Segment Start: Input
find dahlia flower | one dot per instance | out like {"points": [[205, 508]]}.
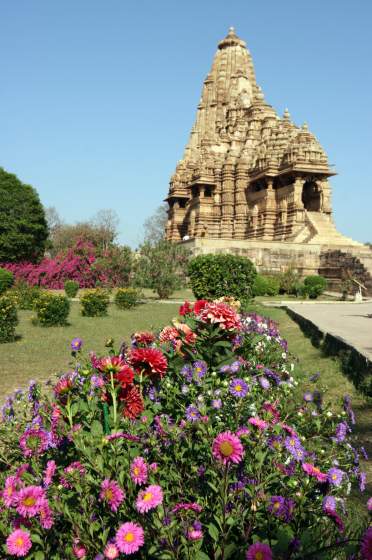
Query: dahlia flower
{"points": [[18, 543], [129, 538], [227, 448], [149, 498]]}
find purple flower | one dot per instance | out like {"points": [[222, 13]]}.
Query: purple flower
{"points": [[76, 344], [238, 387], [329, 504], [192, 413], [281, 507], [335, 476], [216, 403], [200, 368]]}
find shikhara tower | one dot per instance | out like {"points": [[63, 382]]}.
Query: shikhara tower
{"points": [[252, 182]]}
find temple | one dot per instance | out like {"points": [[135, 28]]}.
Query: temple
{"points": [[252, 182]]}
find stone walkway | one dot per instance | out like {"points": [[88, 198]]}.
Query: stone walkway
{"points": [[352, 322]]}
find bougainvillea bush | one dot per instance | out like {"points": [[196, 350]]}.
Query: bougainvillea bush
{"points": [[188, 443]]}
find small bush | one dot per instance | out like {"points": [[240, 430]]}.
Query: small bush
{"points": [[24, 295], [71, 288], [214, 276], [8, 319], [52, 310], [315, 286], [94, 303], [125, 298], [266, 285], [6, 280]]}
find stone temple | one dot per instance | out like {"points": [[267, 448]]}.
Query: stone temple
{"points": [[253, 183]]}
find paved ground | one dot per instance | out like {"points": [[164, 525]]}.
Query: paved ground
{"points": [[350, 321]]}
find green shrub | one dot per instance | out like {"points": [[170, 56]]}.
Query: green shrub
{"points": [[315, 286], [8, 319], [215, 276], [265, 285], [24, 295], [52, 310], [94, 303], [6, 280], [125, 298], [71, 288]]}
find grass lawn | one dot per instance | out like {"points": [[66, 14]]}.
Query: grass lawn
{"points": [[40, 352]]}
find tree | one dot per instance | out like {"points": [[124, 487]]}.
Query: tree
{"points": [[23, 226], [161, 267], [154, 226]]}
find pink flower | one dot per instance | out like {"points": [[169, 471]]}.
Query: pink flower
{"points": [[30, 500], [111, 493], [227, 448], [314, 471], [260, 424], [18, 543], [259, 551], [10, 492], [111, 551], [138, 470], [49, 472], [129, 538], [149, 498]]}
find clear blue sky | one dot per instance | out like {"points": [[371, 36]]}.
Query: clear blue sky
{"points": [[97, 97]]}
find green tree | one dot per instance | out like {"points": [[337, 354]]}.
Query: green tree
{"points": [[161, 267], [23, 227]]}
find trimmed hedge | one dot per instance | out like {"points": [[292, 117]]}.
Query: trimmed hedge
{"points": [[8, 319], [125, 298], [52, 310], [215, 276], [6, 280], [94, 303], [71, 288]]}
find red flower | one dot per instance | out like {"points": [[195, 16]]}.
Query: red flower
{"points": [[185, 308], [149, 360], [220, 313], [143, 338], [125, 375], [133, 402], [199, 306]]}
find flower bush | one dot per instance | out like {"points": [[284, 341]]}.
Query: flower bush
{"points": [[71, 288], [94, 303], [189, 443], [51, 310], [125, 298], [8, 319]]}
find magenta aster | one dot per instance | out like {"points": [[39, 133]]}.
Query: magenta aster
{"points": [[149, 498], [18, 543], [30, 500], [129, 538], [138, 471], [227, 448], [259, 551], [111, 493]]}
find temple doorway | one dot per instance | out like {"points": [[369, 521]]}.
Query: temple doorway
{"points": [[311, 197]]}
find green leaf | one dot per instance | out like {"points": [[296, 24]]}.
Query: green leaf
{"points": [[213, 531]]}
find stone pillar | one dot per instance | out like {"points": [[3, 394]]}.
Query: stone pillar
{"points": [[240, 221], [227, 201]]}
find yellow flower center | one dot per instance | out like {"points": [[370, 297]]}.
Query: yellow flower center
{"points": [[226, 448], [30, 501]]}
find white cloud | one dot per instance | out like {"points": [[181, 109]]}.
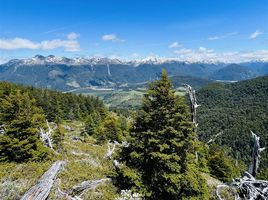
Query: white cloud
{"points": [[214, 38], [256, 34], [174, 45], [73, 36], [204, 54], [183, 51], [22, 43], [111, 37], [135, 55], [17, 43], [218, 37]]}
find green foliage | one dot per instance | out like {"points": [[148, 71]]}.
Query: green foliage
{"points": [[235, 109], [222, 166], [263, 174], [160, 159], [57, 105], [109, 129], [21, 119], [58, 137]]}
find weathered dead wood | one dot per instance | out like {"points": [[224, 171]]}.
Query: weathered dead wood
{"points": [[77, 191], [41, 190], [248, 187], [92, 184]]}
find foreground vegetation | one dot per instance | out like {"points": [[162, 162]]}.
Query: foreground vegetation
{"points": [[163, 157]]}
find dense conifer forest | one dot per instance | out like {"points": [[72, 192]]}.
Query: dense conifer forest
{"points": [[154, 152]]}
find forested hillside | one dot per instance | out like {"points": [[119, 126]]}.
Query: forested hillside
{"points": [[57, 105], [152, 154], [235, 109]]}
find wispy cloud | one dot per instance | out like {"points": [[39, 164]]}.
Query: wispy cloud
{"points": [[73, 36], [218, 37], [204, 54], [22, 43], [112, 38], [256, 34], [174, 45]]}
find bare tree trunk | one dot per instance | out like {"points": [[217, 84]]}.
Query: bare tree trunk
{"points": [[41, 190], [256, 155], [248, 187], [46, 137], [191, 92]]}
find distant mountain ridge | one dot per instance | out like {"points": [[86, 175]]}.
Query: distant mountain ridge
{"points": [[63, 73]]}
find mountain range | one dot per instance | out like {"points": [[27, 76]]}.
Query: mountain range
{"points": [[66, 74]]}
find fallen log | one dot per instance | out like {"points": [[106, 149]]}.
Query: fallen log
Segment End: Input
■ Brief
Exactly as written, reproduce all of the entries while dropping the pictures.

■ Result for this exercise
find dahlia flower | one dot per instance | out like {"points": [[205, 508]]}.
Query: dahlia flower
{"points": [[18, 543], [129, 538], [227, 448], [149, 498]]}
find purple flower | one dot per instance | out like {"points": [[222, 13]]}.
Query: purple flower
{"points": [[76, 344], [238, 387], [329, 504], [192, 413], [281, 507], [335, 476], [216, 403], [200, 368]]}
find shikhara tower | one dot per instance | out like {"points": [[63, 382]]}.
Query: shikhara tower
{"points": [[252, 182]]}
find temple | one dot per instance | out like {"points": [[135, 28]]}.
Query: temple
{"points": [[252, 182]]}
find stone walkway | one dot per instance | out like {"points": [[88, 198]]}.
Query: stone walkway
{"points": [[352, 322]]}
find bougainvillea bush | one dot per instance | out like {"points": [[196, 350]]}.
Query: bougainvillea bush
{"points": [[188, 443]]}
find small bush | one dot per instance | out like {"points": [[240, 430]]}.
Query: small bush
{"points": [[24, 295], [71, 288], [214, 276], [8, 319], [52, 310], [315, 286], [94, 303], [125, 298], [266, 285], [6, 280]]}
find stone temple | one dot per instance | out like {"points": [[267, 448]]}.
Query: stone temple
{"points": [[253, 183]]}
find paved ground | one dot per instance | out like {"points": [[164, 525]]}.
Query: paved ground
{"points": [[350, 321]]}
find green shrub | one dot per instance | out like {"points": [[170, 56]]}.
Query: green shrub
{"points": [[315, 286], [8, 319], [215, 276], [265, 285], [24, 295], [52, 310], [94, 303], [6, 280], [125, 298], [71, 288]]}
find grass lawn | one dot per instance | out like {"points": [[66, 14]]}.
Query: grass lawn
{"points": [[40, 352]]}
find tree | one dot per instance | out like {"points": [[124, 487]]}.
Query: tree
{"points": [[23, 226], [161, 267], [154, 226]]}
find pink flower | one dot per instance | out like {"points": [[169, 471]]}.
Query: pink flower
{"points": [[30, 500], [111, 493], [227, 448], [314, 471], [260, 424], [18, 543], [259, 551], [10, 492], [111, 551], [138, 470], [49, 472], [129, 538], [149, 498]]}
find clear blue sky | one dot per instance | out like {"points": [[371, 36]]}.
Query: clear blue sky
{"points": [[97, 97]]}
find green tree | one dot per instance | out like {"points": [[337, 354]]}.
Query: green tree
{"points": [[161, 267], [23, 227]]}
find trimmed hedge | one dot per instance | out like {"points": [[292, 117]]}.
Query: trimmed hedge
{"points": [[8, 319], [125, 298], [52, 310], [215, 276], [6, 280], [94, 303], [71, 288]]}
find red flower | one dot per instance | out like {"points": [[195, 16]]}.
Query: red flower
{"points": [[185, 308], [149, 360], [220, 313], [143, 338], [125, 375], [133, 402], [199, 306]]}
find flower bush | one dot per instance | out like {"points": [[284, 341]]}.
Query: flower bush
{"points": [[71, 288], [94, 303], [189, 443], [51, 310], [125, 298], [8, 319]]}
find magenta aster | one dot per instance | out like {"points": [[39, 133]]}.
Query: magenta aster
{"points": [[149, 498], [18, 543], [30, 500], [129, 538], [138, 471], [227, 448], [259, 551], [111, 493]]}
find temple doorway | one dot per instance | out like {"points": [[369, 521]]}.
Query: temple doorway
{"points": [[311, 197]]}
find green leaf | one dot per instance | out like {"points": [[296, 24]]}.
Query: green leaf
{"points": [[213, 531]]}
find stone pillar | one dot per instance | out like {"points": [[3, 394]]}.
Query: stone pillar
{"points": [[240, 221], [227, 201]]}
find yellow flower center | one dot per instance | out like {"points": [[370, 297]]}.
Query: yellow flower center
{"points": [[226, 448], [30, 501]]}
find white cloud | one dot per instance | out like {"points": [[181, 109]]}.
Query: white cloud
{"points": [[214, 38], [256, 34], [174, 45], [73, 36], [204, 54], [183, 51], [22, 43], [111, 37], [135, 55], [17, 43], [218, 37]]}
find green foliage | one dot per instance | out like {"points": [[148, 71]]}.
Query: green foliage
{"points": [[235, 109], [222, 166], [263, 174], [160, 159], [57, 105], [109, 129], [21, 119], [58, 137]]}
find weathered dead wood | one dot per instance | out like {"points": [[224, 171]]}.
Query: weathered dead wood
{"points": [[77, 191], [41, 190], [248, 187], [92, 184]]}
find foreground vegetation | one dot per instance | out like {"points": [[162, 162]]}.
Query: foreground vegetation
{"points": [[163, 157]]}
find dense conifer forest | one dot per instance | out like {"points": [[72, 192]]}.
Query: dense conifer forest
{"points": [[154, 152]]}
find forested hillside | one dot per instance | out like {"points": [[119, 126]]}.
Query: forested hillside
{"points": [[57, 105], [152, 154], [235, 109]]}
find wispy cloud | one dot per instance | out like {"points": [[39, 164]]}.
Query: wispy cloud
{"points": [[73, 36], [218, 37], [204, 54], [22, 43], [112, 38], [256, 34], [174, 45]]}
find bare tree trunk | one dot per instance | out like {"points": [[217, 84]]}.
Query: bare tree trunk
{"points": [[41, 190], [256, 155], [248, 187], [46, 137], [191, 92]]}
find distant mountain ridge | one dot per instance | out like {"points": [[86, 175]]}.
Query: distant mountain ridge
{"points": [[63, 73]]}
find mountain range | one dot per instance | out like {"points": [[27, 76]]}.
Query: mountain range
{"points": [[66, 74]]}
find fallen log | one dot per instance | out like {"points": [[106, 149]]}.
Query: fallen log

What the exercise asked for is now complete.